= Task statement =
Filter out every line below that lacks "headlight", and copy the rest.
*** Information Section Begins ***
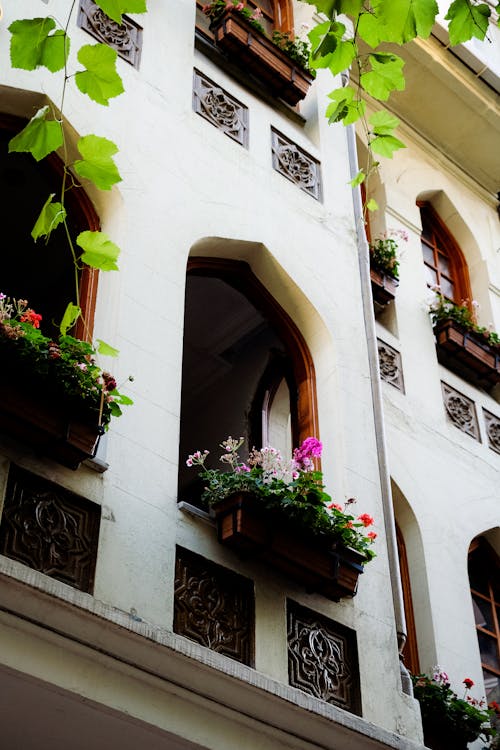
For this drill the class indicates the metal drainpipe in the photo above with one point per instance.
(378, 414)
*** Information Section Ends ***
*** Information Section Begins ***
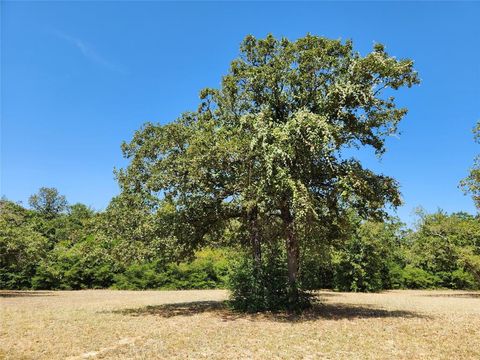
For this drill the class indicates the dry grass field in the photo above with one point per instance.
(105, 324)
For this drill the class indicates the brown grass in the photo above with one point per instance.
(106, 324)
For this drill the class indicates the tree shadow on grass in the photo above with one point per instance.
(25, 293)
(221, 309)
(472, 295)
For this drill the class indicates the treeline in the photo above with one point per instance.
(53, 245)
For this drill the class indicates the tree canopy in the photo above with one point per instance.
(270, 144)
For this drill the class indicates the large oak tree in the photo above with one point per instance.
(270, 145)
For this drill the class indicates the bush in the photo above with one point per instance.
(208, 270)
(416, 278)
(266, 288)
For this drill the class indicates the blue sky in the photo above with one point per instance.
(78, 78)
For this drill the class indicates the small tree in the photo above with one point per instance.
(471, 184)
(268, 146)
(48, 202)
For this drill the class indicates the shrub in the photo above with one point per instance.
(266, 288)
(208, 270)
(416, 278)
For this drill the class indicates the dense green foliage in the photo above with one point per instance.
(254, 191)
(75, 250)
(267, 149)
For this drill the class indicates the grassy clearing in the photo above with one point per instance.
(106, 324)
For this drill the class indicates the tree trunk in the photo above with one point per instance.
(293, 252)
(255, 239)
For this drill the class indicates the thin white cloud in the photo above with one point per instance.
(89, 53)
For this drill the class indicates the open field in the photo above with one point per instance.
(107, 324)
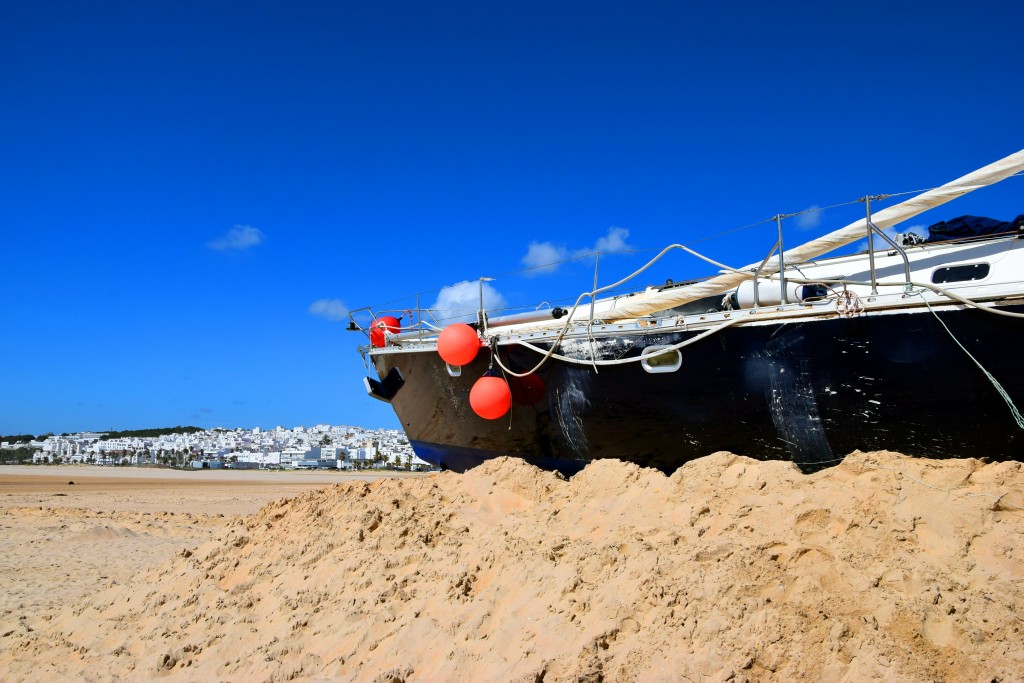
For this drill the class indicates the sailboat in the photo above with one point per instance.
*** Information Section Ends ***
*** Information Section Begins ***
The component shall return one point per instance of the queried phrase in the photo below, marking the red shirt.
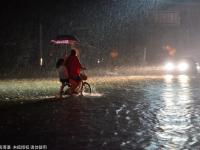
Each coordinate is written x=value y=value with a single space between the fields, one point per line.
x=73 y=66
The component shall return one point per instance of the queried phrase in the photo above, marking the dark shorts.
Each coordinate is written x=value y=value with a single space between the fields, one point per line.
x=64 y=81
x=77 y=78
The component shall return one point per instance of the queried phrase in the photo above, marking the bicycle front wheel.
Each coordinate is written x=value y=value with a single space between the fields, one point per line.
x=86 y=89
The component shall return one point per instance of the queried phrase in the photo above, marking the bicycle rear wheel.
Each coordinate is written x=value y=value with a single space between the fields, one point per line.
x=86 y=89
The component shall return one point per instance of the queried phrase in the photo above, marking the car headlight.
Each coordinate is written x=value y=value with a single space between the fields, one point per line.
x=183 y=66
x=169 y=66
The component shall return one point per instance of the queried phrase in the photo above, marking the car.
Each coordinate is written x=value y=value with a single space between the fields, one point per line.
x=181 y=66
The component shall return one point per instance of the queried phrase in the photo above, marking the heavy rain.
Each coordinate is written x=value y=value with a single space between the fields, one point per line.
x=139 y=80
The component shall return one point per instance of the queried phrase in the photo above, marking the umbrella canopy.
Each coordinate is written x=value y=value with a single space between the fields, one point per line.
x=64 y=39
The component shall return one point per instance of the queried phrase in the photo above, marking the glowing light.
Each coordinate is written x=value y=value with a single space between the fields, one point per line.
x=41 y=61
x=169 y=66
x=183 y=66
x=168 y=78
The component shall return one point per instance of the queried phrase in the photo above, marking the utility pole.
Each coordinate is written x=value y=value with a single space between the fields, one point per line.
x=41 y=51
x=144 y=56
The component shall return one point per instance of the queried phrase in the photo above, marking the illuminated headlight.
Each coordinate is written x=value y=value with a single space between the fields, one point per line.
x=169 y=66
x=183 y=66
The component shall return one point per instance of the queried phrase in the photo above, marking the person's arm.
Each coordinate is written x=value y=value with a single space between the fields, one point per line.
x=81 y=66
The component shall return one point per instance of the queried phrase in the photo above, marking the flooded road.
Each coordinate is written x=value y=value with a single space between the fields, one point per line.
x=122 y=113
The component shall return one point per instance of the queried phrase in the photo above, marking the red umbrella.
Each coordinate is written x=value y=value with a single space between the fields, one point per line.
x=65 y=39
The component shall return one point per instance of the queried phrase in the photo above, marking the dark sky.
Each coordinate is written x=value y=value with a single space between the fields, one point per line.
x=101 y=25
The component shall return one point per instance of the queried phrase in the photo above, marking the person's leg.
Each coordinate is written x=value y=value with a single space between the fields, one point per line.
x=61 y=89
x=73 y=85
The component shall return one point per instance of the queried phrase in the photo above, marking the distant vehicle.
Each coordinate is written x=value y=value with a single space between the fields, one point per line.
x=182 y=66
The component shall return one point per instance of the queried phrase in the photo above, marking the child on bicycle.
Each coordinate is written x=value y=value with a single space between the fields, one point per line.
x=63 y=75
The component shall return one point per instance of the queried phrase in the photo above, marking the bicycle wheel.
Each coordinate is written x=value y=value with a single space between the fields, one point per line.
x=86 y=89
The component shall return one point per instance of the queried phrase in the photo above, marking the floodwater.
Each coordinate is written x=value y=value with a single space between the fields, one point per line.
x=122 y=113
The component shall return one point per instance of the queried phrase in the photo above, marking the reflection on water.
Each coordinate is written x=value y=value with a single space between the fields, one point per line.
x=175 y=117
*** Information Section Ends ***
= Solution to this task =
The component shall return one point per instance of the queried phrase in the photo above, marking the car headlight.
The component shall return one point per instance of the queried phrase in the photo above, marking the illuminated headlight.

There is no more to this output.